ZITIERTER TEXTAUSZUG –
Die Corona-Pandemie habe zu einem Bewusstseinswandel geführt, was die Gesellschaft ausmache, sagte DIW-Chef Marcel Fratzscher im Dlf. Den Menschen sei bewusst geworden, dass Deutschland durch den starken Sozialstaat im Vergleich zu den Nachbarn relativ gut durch die Krise gekommen sei.

Marcel Fratzscher im Gespräch mit Birgid Becker | 04.10.2020
Marcel Fratzscher ist ein deutscher Ökonom. Er leitet seit 1. Februar 2013 das Deutsche Institut für Wirtschaftsforschung und ist Professor für Makroökonomie an der Humboldt-Universität zu Berlin.
Marcel Fratzscher, Chef des Deutschen Instituts für Wirtschaftsforschung (dpa / Kai-Uwe Heinrich)
"Meine Hoffnung ist, dass wir in den kommenden Jahren, wenn die Pandemie vorbei ist, die Lehren daraus ziehen und sagen, ein starker Sozialstaat ist wichtig", sagte der Leiter des Deutschen Instituts für Wirtschaftsforschung (DIW), Marcel Fratzscher, im Dlf. "Solidarität, Gemeinschaft ist uns wichtig."
Coronavirus
Übersicht zum Thema Coronavirus (imago / Rob Engelaar / Hollandse Hoogte)
Natürlich gebe es auch andere Meinungen, auch Verschwörungsmythen. "Das ist Teil einer Demokratie, dass es unterschiedliche Meinungen, unterschiedliche Positionen gibt", sagte Fratzscher. Die Feindlichkeit gegenüber staatlichen Institutionen, das zeigten alle wissenschaftlichen Studien und Umfragen, sei in dieser Krise in Deutschland aber sehr gering. "Wir reden über eine ganz, ganz kleine Minderheit. Und das kann und das wird unsere Demokratie auch aushalten."
"Deutschland ist relativ hart von dieser Krise betroffen"
Entgegen der landläufigen Meinung sei Deutschland "in vielerlei Hinsicht nicht besser durch diese Krise gekommen" als andere Länder. "Bei der Gesundheit haben wir eine größere Anzahl von Infizierten relativ zur Bevölkerung als die meisten anderen Länder der Welt. (…) Es gibt viele, die es deutlich besser gemacht haben als wir." Das zweite sei, wirtschaftlich gesehen erlebe Deutschland eine deutlich tiefere Wirtschaftskrise als die meisten anderen Länder der Welt. Auch bei der dritten Dimension, bei der Abwägung zwischen Gesundheit, Wirtschaft und Grundrechten, habe Deutschland mehr Restriktionen im März, April, Mai gehabt, als die meisten anderen Länder der Welt. "Also egal, wie man sich diese Dimension anschaut, ist Deutschland relativ hart von dieser Krise betroffen."
Trotzdem sagten die allermeisten Deutschen, "Wir haben das gut gemacht". Das liege daran, dass die Menschen realisiert hätten, dass wir ein enormes Maß an Solidarität haben, füreinander einzustehen und die Schwächsten zu schützen. "In dieser Krise ist zum Vorschein gekommen, wie stark unsere Zivilgesellschaft ist" und "was für einen hervorragenden Sozialstaat wir haben". Wenn Menschen krank werden wollten, "dann wollen sie in Deutschland krank werden und in fast keinem anderen Land der Welt". Das liege daran, "dass wir ein starkes Gesundheitssystem haben, wo eben jeder behandelt wird und jeder gleich behandelt wird".

GEGEBENE DATEN –
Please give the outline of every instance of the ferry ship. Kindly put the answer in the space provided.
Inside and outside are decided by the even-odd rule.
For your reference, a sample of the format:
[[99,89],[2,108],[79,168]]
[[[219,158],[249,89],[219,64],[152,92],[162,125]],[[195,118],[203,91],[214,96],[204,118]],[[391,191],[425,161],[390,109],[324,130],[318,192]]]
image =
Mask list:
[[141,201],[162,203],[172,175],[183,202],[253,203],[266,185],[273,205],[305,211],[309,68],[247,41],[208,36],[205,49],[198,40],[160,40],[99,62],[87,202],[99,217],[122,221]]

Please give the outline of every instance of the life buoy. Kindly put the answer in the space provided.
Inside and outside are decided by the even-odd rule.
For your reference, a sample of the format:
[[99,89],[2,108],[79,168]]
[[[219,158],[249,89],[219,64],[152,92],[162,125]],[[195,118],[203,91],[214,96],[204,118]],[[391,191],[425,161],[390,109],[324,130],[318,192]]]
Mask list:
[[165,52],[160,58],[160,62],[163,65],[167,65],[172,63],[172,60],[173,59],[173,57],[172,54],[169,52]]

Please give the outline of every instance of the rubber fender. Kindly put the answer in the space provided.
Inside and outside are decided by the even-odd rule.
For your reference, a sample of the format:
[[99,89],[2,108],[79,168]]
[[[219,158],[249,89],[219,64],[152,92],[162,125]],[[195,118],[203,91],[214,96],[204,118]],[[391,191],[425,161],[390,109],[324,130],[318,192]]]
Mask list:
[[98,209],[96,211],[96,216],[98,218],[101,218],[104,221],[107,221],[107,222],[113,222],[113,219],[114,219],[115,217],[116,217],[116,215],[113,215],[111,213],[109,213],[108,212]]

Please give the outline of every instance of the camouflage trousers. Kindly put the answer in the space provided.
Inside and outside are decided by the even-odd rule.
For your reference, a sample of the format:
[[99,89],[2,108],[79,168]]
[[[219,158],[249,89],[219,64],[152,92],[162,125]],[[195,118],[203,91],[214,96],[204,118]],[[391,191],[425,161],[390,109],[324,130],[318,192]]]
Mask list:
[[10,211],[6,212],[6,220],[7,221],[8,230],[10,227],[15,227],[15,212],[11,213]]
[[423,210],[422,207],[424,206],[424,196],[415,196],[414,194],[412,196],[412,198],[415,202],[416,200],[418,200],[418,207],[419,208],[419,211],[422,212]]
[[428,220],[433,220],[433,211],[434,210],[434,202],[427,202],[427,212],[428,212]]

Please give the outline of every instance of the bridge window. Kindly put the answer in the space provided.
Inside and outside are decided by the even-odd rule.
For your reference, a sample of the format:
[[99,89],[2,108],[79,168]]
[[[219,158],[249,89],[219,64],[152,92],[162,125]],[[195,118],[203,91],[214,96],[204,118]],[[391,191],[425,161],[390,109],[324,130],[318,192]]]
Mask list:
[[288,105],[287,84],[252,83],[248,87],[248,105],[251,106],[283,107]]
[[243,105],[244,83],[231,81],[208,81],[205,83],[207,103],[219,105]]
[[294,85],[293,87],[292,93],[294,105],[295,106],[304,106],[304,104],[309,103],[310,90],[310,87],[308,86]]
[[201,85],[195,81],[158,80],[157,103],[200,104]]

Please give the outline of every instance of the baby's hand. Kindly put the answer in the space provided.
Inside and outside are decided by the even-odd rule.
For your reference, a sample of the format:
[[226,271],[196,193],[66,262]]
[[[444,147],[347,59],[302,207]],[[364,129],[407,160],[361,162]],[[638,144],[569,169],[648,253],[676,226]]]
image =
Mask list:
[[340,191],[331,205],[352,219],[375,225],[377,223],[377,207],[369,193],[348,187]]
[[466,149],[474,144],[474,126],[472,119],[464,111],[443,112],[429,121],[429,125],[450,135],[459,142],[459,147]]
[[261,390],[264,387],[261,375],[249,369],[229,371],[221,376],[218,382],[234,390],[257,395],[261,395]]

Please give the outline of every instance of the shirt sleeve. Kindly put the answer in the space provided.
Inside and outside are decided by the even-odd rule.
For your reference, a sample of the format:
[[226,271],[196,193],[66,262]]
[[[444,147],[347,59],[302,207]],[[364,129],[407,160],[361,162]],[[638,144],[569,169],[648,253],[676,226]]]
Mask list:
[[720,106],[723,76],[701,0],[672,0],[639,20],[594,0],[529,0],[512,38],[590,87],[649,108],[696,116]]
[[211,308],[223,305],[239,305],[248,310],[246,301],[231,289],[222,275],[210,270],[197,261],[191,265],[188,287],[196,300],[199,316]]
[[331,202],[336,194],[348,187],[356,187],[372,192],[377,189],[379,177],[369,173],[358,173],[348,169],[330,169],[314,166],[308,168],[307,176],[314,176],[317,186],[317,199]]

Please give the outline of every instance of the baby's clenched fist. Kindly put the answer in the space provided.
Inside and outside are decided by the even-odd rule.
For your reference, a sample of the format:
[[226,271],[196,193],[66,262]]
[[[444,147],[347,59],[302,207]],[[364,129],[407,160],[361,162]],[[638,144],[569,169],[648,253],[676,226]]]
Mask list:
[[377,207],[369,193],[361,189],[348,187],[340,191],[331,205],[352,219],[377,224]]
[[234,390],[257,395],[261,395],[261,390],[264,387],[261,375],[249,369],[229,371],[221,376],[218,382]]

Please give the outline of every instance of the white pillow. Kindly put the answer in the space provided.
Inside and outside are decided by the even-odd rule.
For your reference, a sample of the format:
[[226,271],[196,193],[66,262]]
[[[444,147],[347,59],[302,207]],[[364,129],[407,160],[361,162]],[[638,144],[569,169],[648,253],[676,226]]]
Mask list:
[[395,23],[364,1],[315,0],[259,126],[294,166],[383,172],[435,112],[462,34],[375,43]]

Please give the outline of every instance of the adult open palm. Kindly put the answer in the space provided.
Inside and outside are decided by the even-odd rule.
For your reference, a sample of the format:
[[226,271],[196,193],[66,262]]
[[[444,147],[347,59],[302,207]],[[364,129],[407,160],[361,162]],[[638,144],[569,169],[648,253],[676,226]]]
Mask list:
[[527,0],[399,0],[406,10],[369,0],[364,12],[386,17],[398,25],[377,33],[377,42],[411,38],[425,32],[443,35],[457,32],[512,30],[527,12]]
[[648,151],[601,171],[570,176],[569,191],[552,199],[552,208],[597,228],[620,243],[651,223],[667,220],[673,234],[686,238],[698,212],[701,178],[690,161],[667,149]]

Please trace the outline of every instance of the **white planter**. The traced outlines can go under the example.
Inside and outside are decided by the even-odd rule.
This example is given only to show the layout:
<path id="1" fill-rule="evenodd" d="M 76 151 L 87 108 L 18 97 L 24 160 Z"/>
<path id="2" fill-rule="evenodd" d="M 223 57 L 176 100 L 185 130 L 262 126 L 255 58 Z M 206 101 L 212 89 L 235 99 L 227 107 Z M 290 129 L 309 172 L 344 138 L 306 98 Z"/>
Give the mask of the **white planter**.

ÜBUNGSAUFGABEN –
1) Seit wann leitet Marcel Fratzscher laut dem Textauszug das Deutsche Institut für Wirtschaftsforschung?
2) Schreibe aus dem Textauszug den Abschnitt ab, der bei den Worten „Marcel Fratzscher im Gespräch“ beginnt, und hör nach den Worten „Humboldt-Universität zu Berlin.“ auf.

LÖSUNGEN –
1) Seit dem 1. Februar 2013.

2)
Marcel Fratzscher im Gespräch mit Birgid Becker | 04.10.2020
Marcel Fratzscher ist ein deutscher Ökonom. Er leitet seit 1. Februar 2013 das Deutsche Institut für Wirtschaftsforschung und ist Professor für Makroökonomie an der Humboldt-Universität zu Berlin.